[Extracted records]

• • • • •

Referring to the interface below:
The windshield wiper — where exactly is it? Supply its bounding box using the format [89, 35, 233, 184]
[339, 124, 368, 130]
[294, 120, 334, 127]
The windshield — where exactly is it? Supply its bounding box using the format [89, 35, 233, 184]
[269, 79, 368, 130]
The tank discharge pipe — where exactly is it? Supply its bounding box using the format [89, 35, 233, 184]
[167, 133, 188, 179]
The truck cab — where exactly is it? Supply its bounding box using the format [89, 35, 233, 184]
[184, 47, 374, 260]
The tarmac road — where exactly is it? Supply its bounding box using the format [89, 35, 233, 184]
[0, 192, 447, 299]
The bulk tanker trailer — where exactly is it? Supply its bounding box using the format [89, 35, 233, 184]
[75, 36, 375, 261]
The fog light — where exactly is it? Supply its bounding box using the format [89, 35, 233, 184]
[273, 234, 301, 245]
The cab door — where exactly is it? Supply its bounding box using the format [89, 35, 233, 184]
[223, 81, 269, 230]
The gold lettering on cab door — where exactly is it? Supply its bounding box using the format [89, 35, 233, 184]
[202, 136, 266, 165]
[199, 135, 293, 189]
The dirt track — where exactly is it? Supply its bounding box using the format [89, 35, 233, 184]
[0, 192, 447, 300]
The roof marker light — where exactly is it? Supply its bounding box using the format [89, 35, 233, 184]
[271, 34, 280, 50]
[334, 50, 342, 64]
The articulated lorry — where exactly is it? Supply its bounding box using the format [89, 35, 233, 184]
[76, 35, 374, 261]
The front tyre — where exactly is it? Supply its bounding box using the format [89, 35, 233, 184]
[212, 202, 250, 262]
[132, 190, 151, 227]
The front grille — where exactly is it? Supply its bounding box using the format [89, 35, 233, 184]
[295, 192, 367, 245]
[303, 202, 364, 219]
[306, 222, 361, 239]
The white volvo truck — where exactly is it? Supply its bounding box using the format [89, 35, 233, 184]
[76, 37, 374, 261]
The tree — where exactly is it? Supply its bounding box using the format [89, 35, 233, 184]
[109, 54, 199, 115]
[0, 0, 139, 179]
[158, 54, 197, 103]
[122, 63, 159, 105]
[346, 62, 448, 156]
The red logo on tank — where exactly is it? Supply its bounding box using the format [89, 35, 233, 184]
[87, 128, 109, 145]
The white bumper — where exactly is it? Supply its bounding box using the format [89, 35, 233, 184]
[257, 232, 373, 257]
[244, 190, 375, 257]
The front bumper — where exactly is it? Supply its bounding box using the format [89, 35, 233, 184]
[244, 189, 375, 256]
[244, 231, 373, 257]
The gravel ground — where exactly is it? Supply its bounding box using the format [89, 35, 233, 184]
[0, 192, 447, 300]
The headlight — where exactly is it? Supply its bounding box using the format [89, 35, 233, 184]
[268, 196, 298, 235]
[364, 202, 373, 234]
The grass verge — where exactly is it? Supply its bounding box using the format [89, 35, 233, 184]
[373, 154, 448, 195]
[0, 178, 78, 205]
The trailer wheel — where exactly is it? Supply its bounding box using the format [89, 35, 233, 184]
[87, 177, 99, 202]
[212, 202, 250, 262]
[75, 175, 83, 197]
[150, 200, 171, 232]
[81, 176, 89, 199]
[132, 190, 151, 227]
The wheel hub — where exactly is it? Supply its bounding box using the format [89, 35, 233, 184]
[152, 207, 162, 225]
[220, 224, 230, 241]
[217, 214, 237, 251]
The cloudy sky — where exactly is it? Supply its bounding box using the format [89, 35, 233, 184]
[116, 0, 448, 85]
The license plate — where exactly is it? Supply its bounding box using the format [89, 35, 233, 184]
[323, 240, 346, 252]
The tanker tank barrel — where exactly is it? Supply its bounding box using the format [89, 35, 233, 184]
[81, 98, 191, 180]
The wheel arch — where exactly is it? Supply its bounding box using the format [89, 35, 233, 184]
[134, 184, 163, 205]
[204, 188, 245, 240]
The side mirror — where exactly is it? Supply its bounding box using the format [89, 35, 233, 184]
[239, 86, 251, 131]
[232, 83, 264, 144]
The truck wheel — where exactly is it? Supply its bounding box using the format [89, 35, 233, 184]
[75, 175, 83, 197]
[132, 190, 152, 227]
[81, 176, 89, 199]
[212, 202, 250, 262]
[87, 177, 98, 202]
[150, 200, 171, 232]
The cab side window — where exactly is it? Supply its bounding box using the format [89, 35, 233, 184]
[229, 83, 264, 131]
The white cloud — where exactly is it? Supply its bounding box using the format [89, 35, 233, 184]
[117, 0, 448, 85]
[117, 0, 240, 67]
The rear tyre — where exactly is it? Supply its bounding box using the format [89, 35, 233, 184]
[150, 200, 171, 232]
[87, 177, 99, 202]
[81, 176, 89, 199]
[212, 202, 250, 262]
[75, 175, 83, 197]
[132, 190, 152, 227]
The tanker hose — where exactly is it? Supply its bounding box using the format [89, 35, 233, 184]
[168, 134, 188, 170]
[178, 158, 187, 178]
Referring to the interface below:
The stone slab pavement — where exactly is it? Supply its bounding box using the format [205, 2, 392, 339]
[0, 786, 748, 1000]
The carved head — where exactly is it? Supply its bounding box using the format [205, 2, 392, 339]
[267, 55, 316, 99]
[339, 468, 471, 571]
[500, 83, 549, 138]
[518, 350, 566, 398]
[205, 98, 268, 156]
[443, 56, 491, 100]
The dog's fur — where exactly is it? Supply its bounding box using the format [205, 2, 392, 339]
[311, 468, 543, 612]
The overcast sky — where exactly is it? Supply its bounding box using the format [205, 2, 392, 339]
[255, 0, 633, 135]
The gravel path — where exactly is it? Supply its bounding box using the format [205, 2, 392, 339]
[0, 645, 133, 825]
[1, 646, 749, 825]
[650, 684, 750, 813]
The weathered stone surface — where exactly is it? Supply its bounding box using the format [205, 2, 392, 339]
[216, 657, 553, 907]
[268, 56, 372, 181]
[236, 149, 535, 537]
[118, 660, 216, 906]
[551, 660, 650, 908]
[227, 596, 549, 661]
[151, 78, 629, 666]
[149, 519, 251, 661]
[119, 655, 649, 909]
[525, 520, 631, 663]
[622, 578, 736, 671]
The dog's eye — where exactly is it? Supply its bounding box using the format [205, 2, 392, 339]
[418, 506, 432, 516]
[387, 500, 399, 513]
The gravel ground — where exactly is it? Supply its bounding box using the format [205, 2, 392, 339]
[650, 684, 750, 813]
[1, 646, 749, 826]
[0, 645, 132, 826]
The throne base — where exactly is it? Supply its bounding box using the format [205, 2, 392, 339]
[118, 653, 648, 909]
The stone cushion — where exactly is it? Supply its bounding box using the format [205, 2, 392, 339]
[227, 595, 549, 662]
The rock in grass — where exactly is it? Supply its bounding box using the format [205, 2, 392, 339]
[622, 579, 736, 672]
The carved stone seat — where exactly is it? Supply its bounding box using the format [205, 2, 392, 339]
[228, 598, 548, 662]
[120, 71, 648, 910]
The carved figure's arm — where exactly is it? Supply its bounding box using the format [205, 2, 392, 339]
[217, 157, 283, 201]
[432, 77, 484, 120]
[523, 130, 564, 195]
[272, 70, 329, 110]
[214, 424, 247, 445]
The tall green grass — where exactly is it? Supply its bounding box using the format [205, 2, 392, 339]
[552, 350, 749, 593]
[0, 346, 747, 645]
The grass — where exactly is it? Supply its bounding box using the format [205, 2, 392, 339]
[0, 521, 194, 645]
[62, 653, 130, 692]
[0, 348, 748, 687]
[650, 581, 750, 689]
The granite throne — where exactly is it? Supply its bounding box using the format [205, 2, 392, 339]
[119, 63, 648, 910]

• • • • •

■ Work order
Nothing should be left out: return all of the records exactly.

■ Response for this exercise
Referring to the interface below:
The windshield wiper — where exactly is it? Supply its bounding box using the format [89, 35, 233, 184]
[339, 124, 368, 130]
[294, 120, 334, 127]
The windshield — where exactly is it? Supply its bounding box using the format [89, 35, 233, 184]
[269, 79, 368, 130]
The tank discharge pipe — where exactly is it? Supply its bounding box using the format [89, 35, 233, 184]
[167, 133, 188, 179]
The truck cab — where exactly is it? Supply its bounding box using the format [89, 35, 233, 184]
[184, 47, 374, 260]
The tarmac road — where exactly is it? Supply its bounding box using the format [89, 35, 233, 184]
[0, 192, 447, 299]
The bulk tanker trailer — where exactly is it? Supply its bounding box using the format [89, 35, 233, 184]
[75, 36, 375, 261]
The fog light — where exactly is it? Supply its bounding box using the format [89, 35, 233, 184]
[273, 234, 301, 245]
The cab door — where exactly is it? Supply its bounding box using the format [89, 35, 233, 184]
[223, 81, 269, 230]
The gold lettering on cab door — where exactly is it? Supply its bounding box using the format [89, 35, 233, 184]
[202, 136, 266, 165]
[199, 135, 293, 189]
The dirt track — where exactly is it? Supply its bounding box using the format [89, 35, 233, 184]
[0, 192, 447, 300]
The roof marker light — where exactly is it? Supply its bounding box using the format [89, 35, 233, 184]
[271, 34, 280, 50]
[334, 50, 342, 64]
The articulated lorry — where exactly is it? Supply its bounding box using the format [89, 35, 233, 184]
[76, 35, 374, 261]
The front tyre — where exactly is it? Supply its bounding box using the format [89, 35, 233, 184]
[212, 202, 250, 262]
[132, 190, 151, 227]
The front grille — where exactly is it? Supply its bounding box using the format [89, 35, 233, 184]
[295, 192, 367, 245]
[303, 202, 364, 219]
[306, 222, 361, 239]
The white volvo truck — where exactly is it? Supply its bounding box using the format [89, 35, 233, 184]
[76, 37, 374, 261]
The tree — where exactly is it? Supply its bounding box using the format [89, 35, 233, 184]
[109, 54, 199, 115]
[0, 0, 139, 179]
[158, 54, 197, 103]
[122, 63, 159, 105]
[346, 62, 448, 156]
The red logo on tank — where exactly is it? Supply its bounding box using the format [89, 35, 233, 184]
[87, 128, 109, 145]
The white bumper — where exactly is it? Supply its bounding box using the format [89, 35, 233, 184]
[257, 232, 373, 257]
[244, 190, 375, 257]
The front bumper — where exactly is it? Supply its bounding box using the format [89, 35, 233, 184]
[244, 189, 375, 256]
[244, 231, 373, 257]
The gravel ground — where exactly is it? Supply its bounding box using the format [89, 35, 233, 184]
[0, 192, 447, 300]
The headlight — where exactly is it? Supply its bounding box using the format [89, 35, 233, 184]
[268, 196, 298, 235]
[364, 202, 373, 234]
The grass verge — where exactly is it? Supply its bounding box using the format [89, 35, 233, 184]
[373, 154, 448, 195]
[0, 178, 78, 205]
The trailer wheel — where exactly is it? Supply its bounding box using the format [89, 35, 233, 184]
[87, 177, 99, 202]
[212, 202, 250, 262]
[75, 175, 83, 197]
[150, 200, 171, 232]
[81, 176, 89, 199]
[132, 190, 151, 227]
The wheel hub — where exactly is it? Supply its bounding box using the format [89, 35, 233, 184]
[152, 207, 162, 225]
[220, 224, 230, 241]
[217, 214, 237, 251]
The cloudy sky — where exactly is it? Supply its bounding box using the format [89, 35, 233, 184]
[116, 0, 448, 85]
The license plate — where exactly is it? Supply its bounding box using the format [89, 35, 233, 184]
[323, 240, 346, 252]
The tanker tank barrel — where exactly is it? Supply its bounding box using the format [89, 35, 233, 184]
[81, 98, 191, 180]
The wheel arch — where exactly is it? Supply its bounding box using the format [89, 35, 233, 184]
[134, 184, 163, 205]
[204, 188, 245, 240]
The side mirror — where exactly is it? Supply its bounding box using the format [89, 35, 233, 184]
[239, 86, 251, 131]
[232, 83, 264, 144]
The truck wheel — where exactly is it? Supply its bounding box using the format [89, 35, 233, 184]
[75, 175, 83, 197]
[132, 190, 152, 227]
[81, 176, 89, 199]
[212, 202, 250, 262]
[87, 177, 98, 202]
[150, 200, 171, 232]
The cab side window — where exactly is it? Supply its bounding box using the format [89, 35, 233, 184]
[229, 83, 264, 131]
The white cloud — where exactly is it? Supply its bounding box using the format [89, 35, 233, 184]
[117, 0, 448, 85]
[117, 0, 240, 67]
The rear tyre — where exactly is it? Supply its bounding box using the format [89, 35, 233, 184]
[150, 200, 171, 232]
[87, 177, 99, 202]
[81, 176, 89, 199]
[212, 202, 250, 262]
[75, 175, 83, 197]
[132, 190, 152, 227]
The tanker hose — where exactly is it? Supply its bounding box using the format [89, 35, 233, 184]
[168, 134, 188, 170]
[178, 158, 187, 178]
Referring to the interface below:
The stone slab pavement — where exactly is it? Supply its bounding box using the format [205, 2, 392, 339]
[0, 786, 748, 1000]
The carved head — where exactly is it? Supply its bounding box using the format [205, 2, 392, 339]
[267, 55, 316, 99]
[339, 468, 471, 571]
[500, 83, 549, 138]
[518, 350, 566, 398]
[205, 98, 268, 156]
[443, 56, 491, 100]
The dog's fur — where exactly is it? Supply its bounding box using the format [205, 2, 392, 339]
[311, 468, 543, 612]
The overcast sky — where exactly is it? Supply its bounding box using the format [205, 2, 392, 339]
[255, 0, 633, 135]
The gravel path — where exactly is it? Supply its bounding box using the format [205, 2, 392, 339]
[0, 645, 133, 825]
[1, 646, 749, 825]
[650, 684, 750, 813]
The weathered stone surface — where exactly is it? Supply its bounding box using the format [205, 2, 392, 339]
[216, 657, 553, 907]
[268, 56, 372, 181]
[236, 149, 535, 537]
[118, 660, 216, 906]
[551, 660, 650, 908]
[227, 596, 549, 661]
[151, 78, 629, 666]
[149, 519, 251, 661]
[119, 655, 649, 909]
[525, 520, 631, 663]
[622, 578, 736, 671]
The dog's eye — where exactly is it? Supply its bounding box using the format [205, 2, 392, 339]
[418, 506, 432, 516]
[387, 500, 399, 513]
The gravel ground — where exactly is it? Supply its bounding box using the format [205, 2, 392, 339]
[650, 684, 750, 813]
[1, 646, 749, 826]
[0, 645, 132, 826]
The throne base — where exactly is it? Supply its bounding box using the format [205, 2, 392, 339]
[118, 653, 648, 909]
The stone cushion — where exactly is it? Supply its bounding box using the format [205, 2, 392, 339]
[227, 595, 549, 662]
The rock in grass — where exactly is it? Supply its bounding box using the format [205, 2, 392, 339]
[622, 579, 736, 672]
The carved stone seat — where exactly is it? Supply its bounding box using the format [205, 2, 392, 339]
[228, 598, 548, 662]
[120, 71, 648, 910]
The carved figure's arm — where exactly is it? Supply its bounding box using the format [205, 2, 392, 339]
[217, 157, 283, 201]
[432, 77, 484, 120]
[523, 130, 564, 195]
[272, 70, 329, 110]
[214, 424, 247, 445]
The tall green grass — where exactly is it? Supply its bounding box using the format [205, 2, 392, 339]
[552, 350, 749, 593]
[0, 346, 747, 645]
The grass — where exactly is it? Supply its bounding box using the format [205, 2, 392, 339]
[0, 521, 194, 645]
[62, 653, 130, 692]
[0, 348, 748, 687]
[650, 581, 750, 689]
The granite throne — where exactly is it? Supply its bounding box using the format [205, 2, 392, 339]
[119, 63, 648, 910]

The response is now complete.